What the exercise asks: Pull together every line in the data below that contains the word "surface".
***** Records for this exercise *****
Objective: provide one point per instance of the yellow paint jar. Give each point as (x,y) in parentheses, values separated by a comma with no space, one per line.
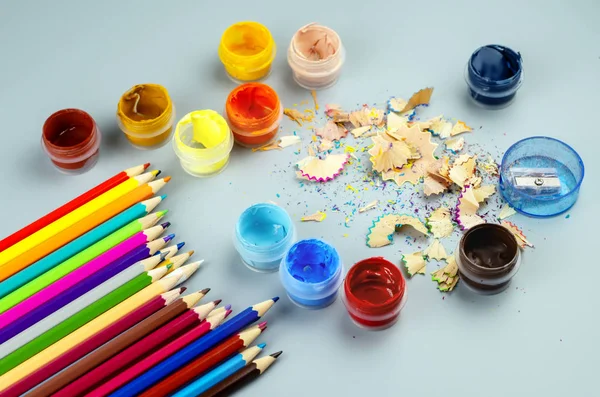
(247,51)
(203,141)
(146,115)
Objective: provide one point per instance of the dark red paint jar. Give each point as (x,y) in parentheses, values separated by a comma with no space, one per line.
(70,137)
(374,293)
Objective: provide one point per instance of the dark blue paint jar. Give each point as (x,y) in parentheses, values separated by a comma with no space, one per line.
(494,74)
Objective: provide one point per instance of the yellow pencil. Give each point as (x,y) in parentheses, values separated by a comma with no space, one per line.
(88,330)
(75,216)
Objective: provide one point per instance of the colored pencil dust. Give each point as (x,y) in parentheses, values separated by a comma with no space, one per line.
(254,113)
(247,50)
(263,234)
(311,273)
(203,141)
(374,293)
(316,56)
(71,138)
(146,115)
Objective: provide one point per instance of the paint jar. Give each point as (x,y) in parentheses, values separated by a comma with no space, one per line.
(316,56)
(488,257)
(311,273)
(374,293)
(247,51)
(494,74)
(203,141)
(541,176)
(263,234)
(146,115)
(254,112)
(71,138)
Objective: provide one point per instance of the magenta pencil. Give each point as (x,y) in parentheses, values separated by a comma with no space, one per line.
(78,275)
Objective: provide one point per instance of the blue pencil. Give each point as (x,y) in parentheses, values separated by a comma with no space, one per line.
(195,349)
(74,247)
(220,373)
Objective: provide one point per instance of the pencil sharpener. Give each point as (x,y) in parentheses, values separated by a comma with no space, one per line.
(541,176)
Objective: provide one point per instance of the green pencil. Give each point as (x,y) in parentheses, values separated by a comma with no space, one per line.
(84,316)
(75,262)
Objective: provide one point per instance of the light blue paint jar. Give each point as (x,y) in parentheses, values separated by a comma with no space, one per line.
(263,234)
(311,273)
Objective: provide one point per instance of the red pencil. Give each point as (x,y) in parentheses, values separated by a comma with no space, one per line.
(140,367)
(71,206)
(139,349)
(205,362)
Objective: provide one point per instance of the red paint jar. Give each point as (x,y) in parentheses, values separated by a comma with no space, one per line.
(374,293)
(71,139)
*****
***** Records for this exercise *****
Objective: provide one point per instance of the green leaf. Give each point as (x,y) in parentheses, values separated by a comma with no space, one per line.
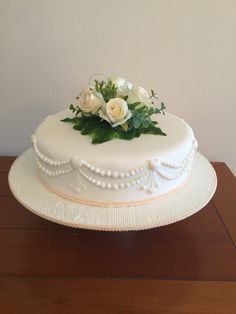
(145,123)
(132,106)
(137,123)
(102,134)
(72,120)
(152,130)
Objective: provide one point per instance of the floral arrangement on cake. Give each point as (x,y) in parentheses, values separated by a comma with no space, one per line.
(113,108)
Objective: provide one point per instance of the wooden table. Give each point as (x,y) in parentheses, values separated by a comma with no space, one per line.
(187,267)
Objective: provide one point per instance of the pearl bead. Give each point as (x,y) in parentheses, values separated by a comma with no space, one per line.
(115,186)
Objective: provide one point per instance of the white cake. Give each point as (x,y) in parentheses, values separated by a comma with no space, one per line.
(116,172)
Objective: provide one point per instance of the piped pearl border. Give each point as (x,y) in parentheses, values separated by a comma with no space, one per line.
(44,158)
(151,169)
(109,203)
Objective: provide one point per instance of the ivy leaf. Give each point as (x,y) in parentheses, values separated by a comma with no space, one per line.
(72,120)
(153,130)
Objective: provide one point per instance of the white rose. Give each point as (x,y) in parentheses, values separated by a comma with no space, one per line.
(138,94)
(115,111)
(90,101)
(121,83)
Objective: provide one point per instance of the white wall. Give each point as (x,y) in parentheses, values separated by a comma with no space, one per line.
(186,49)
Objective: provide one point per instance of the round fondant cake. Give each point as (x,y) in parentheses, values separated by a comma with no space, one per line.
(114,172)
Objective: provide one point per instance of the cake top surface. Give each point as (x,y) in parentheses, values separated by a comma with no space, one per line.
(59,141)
*****
Completed task:
Objective: provide one point per instance of the cake top surface. Give each point as (x,y) in parentheses, values separated by a comma with no space, one per line.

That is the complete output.